SELECTED EXCERPT -
====

Size: 9 cm long
The sea otter is a most unusual creature; the more one learns about them, the more the great skill of the creator of this masterpiece is revealed. For example, the fifth digit on each of its hind feet is longer than the other four. They spend a lot of time lying on their back, but when hungry they crush an abalone on their stomach with a stone. Dislodging an abalone is no mean feat, since it clings to a rock with a force equal to 4,000 times its body weight. The otters use stones to get them, and are among the few mammals to use tools. When Bob Dylan was asked during his first interview with Playboy magazine why he grew his hair so long, he answered that we all have a choice: of having our hair growing inside our heads, or outside. He preferred the latter, because it promoted clearer thinking. The sea otter would agree, unreservedly. It has the thickest fur of any creature on Earth, an outer layer so dense that the lower layer remains dry while it spends its life in the coldest water. Not needing blubber for insulation, it probably mocks fat seals and porpoises. The quality of its fur nearly caused its extinction, but happily in 1911 their slaughter was outlawed, and now their colonies thrive.

====

SUPPLIED INFORMATION -

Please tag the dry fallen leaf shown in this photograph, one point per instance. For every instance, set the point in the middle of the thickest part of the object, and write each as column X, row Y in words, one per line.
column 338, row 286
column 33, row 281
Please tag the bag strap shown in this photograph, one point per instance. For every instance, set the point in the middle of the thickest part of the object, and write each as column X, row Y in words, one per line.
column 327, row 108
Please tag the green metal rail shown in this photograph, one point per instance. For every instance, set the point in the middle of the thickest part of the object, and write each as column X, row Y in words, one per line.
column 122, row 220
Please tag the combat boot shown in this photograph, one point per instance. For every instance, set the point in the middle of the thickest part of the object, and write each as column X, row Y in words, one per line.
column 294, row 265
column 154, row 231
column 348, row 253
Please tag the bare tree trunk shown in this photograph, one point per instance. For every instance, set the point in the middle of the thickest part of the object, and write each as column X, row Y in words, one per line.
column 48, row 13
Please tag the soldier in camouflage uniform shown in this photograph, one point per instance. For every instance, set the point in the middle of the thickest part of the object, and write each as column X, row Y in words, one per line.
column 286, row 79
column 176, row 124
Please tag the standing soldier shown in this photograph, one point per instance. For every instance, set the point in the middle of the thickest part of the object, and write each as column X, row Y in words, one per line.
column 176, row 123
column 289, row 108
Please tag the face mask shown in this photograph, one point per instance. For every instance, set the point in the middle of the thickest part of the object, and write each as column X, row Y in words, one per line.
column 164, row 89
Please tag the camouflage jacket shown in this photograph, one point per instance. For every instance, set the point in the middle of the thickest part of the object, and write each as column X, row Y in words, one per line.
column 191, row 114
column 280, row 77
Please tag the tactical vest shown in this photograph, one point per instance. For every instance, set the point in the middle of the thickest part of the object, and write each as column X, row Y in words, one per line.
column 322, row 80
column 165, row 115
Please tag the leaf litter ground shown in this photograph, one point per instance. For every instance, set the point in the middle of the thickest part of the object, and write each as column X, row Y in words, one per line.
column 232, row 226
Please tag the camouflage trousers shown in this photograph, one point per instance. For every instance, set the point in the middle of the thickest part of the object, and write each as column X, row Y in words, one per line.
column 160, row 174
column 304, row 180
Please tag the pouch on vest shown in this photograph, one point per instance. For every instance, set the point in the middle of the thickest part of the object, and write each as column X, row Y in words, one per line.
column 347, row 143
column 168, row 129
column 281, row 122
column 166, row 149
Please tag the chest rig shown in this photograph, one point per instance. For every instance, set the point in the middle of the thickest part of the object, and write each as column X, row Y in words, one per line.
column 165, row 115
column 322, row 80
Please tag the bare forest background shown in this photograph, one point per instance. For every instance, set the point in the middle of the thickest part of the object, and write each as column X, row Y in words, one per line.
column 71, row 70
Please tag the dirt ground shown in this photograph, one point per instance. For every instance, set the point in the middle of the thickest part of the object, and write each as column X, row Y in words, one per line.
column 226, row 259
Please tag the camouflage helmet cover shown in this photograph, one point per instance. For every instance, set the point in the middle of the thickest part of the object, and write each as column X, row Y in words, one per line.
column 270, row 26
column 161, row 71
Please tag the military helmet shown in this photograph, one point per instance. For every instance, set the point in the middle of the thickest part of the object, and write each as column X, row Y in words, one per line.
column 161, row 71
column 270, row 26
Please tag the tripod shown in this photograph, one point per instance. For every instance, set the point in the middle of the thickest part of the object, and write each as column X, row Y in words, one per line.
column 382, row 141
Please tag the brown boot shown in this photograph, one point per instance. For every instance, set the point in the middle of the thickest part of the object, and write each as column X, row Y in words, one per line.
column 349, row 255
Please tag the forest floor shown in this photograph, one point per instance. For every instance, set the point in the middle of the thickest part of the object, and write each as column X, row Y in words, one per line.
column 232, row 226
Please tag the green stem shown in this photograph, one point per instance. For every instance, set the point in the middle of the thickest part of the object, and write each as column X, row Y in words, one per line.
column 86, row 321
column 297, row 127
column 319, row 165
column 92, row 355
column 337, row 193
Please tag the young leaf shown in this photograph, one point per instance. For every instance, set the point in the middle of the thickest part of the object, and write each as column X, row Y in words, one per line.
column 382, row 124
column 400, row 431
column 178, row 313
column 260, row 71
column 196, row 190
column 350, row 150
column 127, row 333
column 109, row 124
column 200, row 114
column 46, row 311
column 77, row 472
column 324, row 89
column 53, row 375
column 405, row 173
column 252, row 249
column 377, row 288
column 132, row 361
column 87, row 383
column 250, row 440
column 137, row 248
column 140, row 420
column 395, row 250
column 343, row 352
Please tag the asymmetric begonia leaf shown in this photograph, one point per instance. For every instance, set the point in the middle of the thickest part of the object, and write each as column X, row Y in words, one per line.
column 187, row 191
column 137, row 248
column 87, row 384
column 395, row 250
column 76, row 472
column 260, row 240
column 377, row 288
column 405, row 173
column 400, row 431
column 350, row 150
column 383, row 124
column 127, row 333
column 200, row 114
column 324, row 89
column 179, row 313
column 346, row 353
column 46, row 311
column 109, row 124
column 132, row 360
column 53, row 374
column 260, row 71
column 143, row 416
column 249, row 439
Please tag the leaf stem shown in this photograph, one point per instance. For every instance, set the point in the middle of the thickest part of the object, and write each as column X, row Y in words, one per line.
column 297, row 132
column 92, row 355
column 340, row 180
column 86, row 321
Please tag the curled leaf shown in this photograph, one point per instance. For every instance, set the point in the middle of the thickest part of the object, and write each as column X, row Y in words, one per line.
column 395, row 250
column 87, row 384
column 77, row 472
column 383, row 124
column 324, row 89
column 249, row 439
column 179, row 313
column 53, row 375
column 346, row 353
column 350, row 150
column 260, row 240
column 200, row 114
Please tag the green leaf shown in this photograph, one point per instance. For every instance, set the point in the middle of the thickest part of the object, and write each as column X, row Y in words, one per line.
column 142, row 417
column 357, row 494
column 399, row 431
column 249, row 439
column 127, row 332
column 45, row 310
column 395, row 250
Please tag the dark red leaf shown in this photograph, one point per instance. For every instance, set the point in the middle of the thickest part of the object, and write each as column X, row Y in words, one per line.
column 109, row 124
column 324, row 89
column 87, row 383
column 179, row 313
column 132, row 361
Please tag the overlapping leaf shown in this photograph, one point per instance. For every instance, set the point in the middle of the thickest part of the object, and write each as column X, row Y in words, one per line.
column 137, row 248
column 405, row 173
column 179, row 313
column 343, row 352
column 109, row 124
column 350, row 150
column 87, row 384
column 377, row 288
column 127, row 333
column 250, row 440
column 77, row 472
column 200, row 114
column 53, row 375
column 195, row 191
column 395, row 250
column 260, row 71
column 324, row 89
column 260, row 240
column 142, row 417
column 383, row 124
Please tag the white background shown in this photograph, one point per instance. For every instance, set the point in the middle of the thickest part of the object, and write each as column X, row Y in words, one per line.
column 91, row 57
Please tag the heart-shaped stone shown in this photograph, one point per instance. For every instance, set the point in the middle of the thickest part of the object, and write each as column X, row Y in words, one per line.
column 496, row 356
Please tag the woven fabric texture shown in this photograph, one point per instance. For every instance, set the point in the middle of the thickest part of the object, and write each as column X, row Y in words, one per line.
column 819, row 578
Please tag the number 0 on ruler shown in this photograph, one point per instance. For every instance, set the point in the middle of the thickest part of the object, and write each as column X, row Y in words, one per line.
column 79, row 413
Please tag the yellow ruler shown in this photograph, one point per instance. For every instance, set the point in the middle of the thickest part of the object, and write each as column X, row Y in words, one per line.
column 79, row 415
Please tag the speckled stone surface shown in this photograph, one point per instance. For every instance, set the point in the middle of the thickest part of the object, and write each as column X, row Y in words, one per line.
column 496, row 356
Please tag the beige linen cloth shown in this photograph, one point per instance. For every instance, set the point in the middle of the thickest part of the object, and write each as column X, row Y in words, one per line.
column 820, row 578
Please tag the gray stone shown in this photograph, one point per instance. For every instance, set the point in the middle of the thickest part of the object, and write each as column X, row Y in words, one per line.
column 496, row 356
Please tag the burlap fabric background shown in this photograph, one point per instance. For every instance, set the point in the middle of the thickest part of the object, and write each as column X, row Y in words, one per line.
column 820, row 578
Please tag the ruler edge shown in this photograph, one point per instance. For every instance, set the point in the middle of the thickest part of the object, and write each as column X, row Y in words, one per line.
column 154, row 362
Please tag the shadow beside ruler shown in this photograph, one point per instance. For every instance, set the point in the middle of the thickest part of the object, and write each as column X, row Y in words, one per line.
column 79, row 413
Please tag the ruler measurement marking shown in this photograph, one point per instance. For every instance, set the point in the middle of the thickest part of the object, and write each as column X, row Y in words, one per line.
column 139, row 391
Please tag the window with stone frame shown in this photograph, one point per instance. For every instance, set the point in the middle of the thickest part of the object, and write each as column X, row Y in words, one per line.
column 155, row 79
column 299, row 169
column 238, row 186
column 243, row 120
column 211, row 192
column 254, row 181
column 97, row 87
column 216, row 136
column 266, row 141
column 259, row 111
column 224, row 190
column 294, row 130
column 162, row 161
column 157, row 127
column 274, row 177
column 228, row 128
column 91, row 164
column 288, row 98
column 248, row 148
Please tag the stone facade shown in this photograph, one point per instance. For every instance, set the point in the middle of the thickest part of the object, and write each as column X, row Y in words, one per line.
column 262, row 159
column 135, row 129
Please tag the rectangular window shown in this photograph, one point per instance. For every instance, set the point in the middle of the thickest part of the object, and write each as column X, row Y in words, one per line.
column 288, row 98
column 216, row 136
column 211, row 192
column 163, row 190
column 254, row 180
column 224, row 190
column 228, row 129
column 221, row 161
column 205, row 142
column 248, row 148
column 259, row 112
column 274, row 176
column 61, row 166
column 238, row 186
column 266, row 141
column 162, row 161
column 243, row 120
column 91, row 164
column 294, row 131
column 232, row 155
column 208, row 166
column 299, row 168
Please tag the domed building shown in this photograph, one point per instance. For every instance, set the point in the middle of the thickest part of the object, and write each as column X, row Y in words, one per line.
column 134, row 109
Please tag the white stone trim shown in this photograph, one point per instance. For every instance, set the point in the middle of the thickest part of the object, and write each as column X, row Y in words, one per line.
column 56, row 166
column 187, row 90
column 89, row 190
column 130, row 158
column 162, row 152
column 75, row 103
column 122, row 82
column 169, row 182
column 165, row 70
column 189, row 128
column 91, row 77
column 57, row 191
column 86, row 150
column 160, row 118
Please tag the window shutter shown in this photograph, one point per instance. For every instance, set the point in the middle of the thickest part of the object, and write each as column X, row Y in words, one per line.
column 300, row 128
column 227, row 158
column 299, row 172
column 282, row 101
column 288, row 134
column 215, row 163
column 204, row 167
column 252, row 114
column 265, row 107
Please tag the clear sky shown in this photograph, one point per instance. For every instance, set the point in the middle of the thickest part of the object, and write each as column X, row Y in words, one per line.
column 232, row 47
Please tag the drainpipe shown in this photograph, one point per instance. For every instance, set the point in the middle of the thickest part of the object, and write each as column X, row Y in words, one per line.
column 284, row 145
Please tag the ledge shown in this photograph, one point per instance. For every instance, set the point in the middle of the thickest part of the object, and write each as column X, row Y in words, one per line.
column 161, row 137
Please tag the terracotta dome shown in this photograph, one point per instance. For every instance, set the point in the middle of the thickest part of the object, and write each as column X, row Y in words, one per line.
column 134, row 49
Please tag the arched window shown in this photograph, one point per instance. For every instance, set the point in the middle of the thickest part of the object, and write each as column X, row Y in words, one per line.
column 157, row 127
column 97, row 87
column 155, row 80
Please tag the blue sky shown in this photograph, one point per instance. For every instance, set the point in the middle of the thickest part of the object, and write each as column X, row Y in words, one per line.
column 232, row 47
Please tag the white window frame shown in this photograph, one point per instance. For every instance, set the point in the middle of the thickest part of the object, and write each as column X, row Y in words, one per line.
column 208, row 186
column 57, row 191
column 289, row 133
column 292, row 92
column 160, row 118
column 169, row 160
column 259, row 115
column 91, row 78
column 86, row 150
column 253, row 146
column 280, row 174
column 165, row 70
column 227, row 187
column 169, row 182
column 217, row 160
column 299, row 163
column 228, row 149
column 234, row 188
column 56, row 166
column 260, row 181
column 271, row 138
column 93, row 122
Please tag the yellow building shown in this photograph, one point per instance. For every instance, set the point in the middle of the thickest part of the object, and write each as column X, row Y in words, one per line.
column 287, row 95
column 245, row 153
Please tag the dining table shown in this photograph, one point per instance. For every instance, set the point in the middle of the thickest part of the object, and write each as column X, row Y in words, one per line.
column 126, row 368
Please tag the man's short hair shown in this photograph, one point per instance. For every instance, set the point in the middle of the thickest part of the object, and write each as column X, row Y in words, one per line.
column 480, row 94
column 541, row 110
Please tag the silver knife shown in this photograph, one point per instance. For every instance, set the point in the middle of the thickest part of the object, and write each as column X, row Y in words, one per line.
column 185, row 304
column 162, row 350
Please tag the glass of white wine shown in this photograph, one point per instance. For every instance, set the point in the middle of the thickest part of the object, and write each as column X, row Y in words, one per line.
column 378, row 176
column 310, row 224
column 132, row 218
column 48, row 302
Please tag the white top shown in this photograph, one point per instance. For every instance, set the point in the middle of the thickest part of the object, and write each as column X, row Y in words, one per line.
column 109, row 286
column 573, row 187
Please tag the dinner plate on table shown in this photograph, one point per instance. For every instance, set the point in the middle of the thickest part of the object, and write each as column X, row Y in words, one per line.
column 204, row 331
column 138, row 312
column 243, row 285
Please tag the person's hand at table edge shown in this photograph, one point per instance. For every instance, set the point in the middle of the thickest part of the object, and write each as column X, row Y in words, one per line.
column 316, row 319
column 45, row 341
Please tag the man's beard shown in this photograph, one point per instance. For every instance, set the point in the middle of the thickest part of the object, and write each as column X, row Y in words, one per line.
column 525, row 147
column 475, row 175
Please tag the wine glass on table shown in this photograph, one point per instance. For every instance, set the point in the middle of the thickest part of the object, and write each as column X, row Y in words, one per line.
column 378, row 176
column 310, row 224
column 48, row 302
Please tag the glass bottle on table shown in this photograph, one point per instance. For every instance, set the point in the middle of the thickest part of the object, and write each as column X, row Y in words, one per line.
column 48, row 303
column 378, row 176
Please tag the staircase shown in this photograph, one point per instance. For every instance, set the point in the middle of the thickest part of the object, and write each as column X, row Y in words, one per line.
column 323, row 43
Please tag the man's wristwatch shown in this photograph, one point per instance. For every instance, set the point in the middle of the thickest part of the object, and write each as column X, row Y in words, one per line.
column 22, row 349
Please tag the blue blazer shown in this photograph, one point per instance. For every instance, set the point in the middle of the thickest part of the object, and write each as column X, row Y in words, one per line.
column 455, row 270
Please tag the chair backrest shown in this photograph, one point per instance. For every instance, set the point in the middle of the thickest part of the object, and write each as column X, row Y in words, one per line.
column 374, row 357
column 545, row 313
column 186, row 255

====

EXERCISE TASKS -
1. According to the sea otter passage, why does the sea otter not need blubber to stay warm in cold water?
2. Answer each question from the sea otter passage.
(a) How does the fifth digit on each hind foot compare with the other four?
(b) With what force does an abalone cling to a rock?
(c) In what year was the slaughter of sea otters outlawed?
3. Resume the sea otter passage after its final sentence.

RESULTS FOR EACH TASK -
1. The sea otter has the thickest fur of any creature on Earth. Its outer layer is so dense that the lower layer stays dry even in the coldest water, so the fur gives it the insulation that blubber gives other animals.

2.
(a) It is longer than the other four.
(b) A force equal to 4,000 times its body weight.
(c) 1911.

3.
Thule Culture, North Alaska, 1000–1600
Size: 7 cm long
The seal has been killed by a harpoon in the head as it emerged at its breathing hole in the ice. Lifted onto the ice, it was then attached by thongs to its killer’s two skis, which are shown along its back, to make dragging it back to the igloo an easier job. The neck is pierced for suspension.
South Alaska, 17th–18th century
Size: 13 cm long
The whale’s name derives from Old Norse, the word ‘nar’ meaning ‘corpse’, because the narwhal’s grey colour and summertime habit of lying still near the surface of the sea, made it look like a drowned sailor. But its great claim to fame is the long helical tusk, which is an elongated upper-left canine. This, when old and patinated, is an object of mysterious beauty. I have written at length about such tusks for the first entry of this catalogue, although why they should be so useful for a whale is still not understood. They are picky eaters: flatfish in summer, Arctic cod and Greenland halibut during the winter. And they communicate among themselves by clicks, whistles and bumps. They are rarely represented by Eskimo ivory carvers.
Alaska, 16th–17th century
Size: 9.5 cm long
Talismans depicting transformations were believed to be especially powerful, and go to the very heart of shamanic tradition. This example is particularly extraordinary. At the very end a seal holds on precariously, while a little further up his next manifestation has grown two arms and a hybrid head. Then, suddenly, in the middle he emerges in human form. This human form then turns 90 degrees and lying on his back bends over the end, where, amazingly, he becomes the head of a polar bear. The hole underneath was for a leather strap.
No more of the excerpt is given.